## [WRITTEN REQUEST]
Copy each line of the records below verbatim, character for character.

============================================================

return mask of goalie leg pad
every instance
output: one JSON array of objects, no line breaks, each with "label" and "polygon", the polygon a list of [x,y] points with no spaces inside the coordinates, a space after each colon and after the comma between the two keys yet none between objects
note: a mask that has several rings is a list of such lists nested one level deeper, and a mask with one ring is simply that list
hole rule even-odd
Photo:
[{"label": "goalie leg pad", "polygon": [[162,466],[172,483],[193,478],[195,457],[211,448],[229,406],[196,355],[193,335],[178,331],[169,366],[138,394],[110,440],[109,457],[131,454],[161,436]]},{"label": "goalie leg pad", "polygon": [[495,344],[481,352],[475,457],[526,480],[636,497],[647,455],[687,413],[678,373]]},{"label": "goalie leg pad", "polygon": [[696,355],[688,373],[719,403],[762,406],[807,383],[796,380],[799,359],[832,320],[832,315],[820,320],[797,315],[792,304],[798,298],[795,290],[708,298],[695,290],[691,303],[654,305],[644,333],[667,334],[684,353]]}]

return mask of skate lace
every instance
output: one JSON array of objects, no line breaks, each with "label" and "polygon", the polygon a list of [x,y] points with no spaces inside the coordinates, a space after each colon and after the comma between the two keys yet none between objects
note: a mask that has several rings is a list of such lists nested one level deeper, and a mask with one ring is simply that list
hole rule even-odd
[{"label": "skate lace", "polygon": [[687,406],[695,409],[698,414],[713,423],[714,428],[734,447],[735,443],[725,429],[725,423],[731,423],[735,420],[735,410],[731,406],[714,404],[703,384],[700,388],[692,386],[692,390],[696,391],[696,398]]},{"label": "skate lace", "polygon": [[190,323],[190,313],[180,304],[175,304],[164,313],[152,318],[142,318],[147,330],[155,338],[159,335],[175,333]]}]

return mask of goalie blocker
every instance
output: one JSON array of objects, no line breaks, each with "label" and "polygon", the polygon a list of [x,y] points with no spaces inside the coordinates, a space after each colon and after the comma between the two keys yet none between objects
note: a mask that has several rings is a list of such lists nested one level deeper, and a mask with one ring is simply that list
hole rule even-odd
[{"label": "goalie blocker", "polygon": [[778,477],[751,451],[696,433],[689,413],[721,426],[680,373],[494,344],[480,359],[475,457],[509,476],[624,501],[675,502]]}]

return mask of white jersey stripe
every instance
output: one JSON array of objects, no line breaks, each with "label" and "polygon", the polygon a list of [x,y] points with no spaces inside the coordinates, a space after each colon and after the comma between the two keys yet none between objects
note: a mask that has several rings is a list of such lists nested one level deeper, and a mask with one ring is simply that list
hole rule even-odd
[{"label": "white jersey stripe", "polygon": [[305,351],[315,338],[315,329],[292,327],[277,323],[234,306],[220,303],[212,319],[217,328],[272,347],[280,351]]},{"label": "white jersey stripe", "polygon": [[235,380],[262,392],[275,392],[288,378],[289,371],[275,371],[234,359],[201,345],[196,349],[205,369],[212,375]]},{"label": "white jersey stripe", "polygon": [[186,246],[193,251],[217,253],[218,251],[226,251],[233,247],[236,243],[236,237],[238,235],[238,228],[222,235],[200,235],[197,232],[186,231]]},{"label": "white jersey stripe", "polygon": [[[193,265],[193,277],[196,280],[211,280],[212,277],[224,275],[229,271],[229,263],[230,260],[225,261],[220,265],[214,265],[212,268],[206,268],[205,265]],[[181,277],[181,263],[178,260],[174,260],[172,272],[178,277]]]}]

============================================================

## [SOLUTION TO THE PROBLEM]
return mask of goalie leg pad
every instance
output: one JSON array of objects, no line breaks, each with "label" and "polygon", the polygon a list of [x,y] points with no spaces inside the coordinates, a space after each colon and after the comma between the two keys yet none between objects
note: a mask that has several rings is a list of such lists nested one level deeper, and a mask with one ring is simply that list
hole rule even-odd
Photo:
[{"label": "goalie leg pad", "polygon": [[162,466],[172,483],[193,478],[195,457],[211,448],[229,406],[196,355],[193,335],[178,331],[169,366],[138,394],[110,440],[109,457],[131,454],[161,436]]},{"label": "goalie leg pad", "polygon": [[495,344],[481,352],[475,457],[526,480],[636,497],[647,455],[687,413],[678,373]]},{"label": "goalie leg pad", "polygon": [[696,355],[688,373],[719,403],[762,406],[807,383],[796,380],[799,359],[832,320],[832,315],[820,320],[797,315],[792,304],[798,298],[795,290],[708,298],[695,290],[691,303],[654,305],[644,333],[667,334],[684,353]]}]

return mask of skate lace
every instance
output: one JSON array of objects, no line breaks, each with "label" and "polygon", the polygon a list of [x,y] points with no spaces inside the coordinates, a space after each colon and after the comma between the two keys yet none between objects
note: a mask that has several rings is a list of such lists nested one level deeper, and a mask with one ring is simply that list
hole rule even-odd
[{"label": "skate lace", "polygon": [[687,406],[695,409],[698,414],[713,423],[714,428],[734,447],[735,443],[725,429],[725,423],[731,423],[735,420],[735,410],[731,406],[714,404],[703,384],[700,388],[692,386],[692,390],[696,391],[696,398]]},{"label": "skate lace", "polygon": [[190,323],[190,313],[180,304],[175,304],[164,313],[152,318],[142,318],[147,330],[155,338],[159,335],[175,333]]}]

return mask of goalie blocker
every instance
output: one JSON array of objects, no line breaks, each with "label" and "polygon", the polygon a list of [x,y] points with no spaces inside the coordinates, a space after each colon and after the comma between the two keys yet none between objects
note: a mask that has several rings is a list of such lists nested one level deeper, and a mask with one ring is simply that list
hole rule even-odd
[{"label": "goalie blocker", "polygon": [[778,477],[751,451],[696,433],[689,413],[721,426],[680,373],[494,344],[480,359],[475,457],[509,476],[624,501],[675,502]]}]

return mask of white jersey stripe
every instance
output: one JSON array of objects, no line breaks, each with "label" and "polygon", the polygon a list of [x,y] points with no spaces inside the coordinates, a space after each colon and after the comma between the two keys yet none between objects
note: a mask that has several rings is a list of such lists nested one level deeper, and a mask with one ring is simply that list
hole rule even-odd
[{"label": "white jersey stripe", "polygon": [[305,351],[315,338],[315,329],[292,327],[277,323],[234,306],[220,303],[212,319],[217,328],[272,347],[280,351]]},{"label": "white jersey stripe", "polygon": [[235,380],[262,392],[275,392],[288,378],[289,371],[275,371],[234,359],[201,345],[196,349],[205,369],[212,375]]},{"label": "white jersey stripe", "polygon": [[186,246],[193,251],[217,253],[218,251],[226,251],[233,247],[236,243],[236,237],[238,235],[238,228],[222,235],[200,235],[197,232],[186,231]]},{"label": "white jersey stripe", "polygon": [[[193,265],[193,277],[196,280],[211,280],[212,277],[224,275],[229,271],[229,263],[230,260],[225,261],[220,265],[214,265],[212,268],[206,268],[205,265]],[[181,277],[181,263],[178,260],[174,260],[172,272],[178,277]]]}]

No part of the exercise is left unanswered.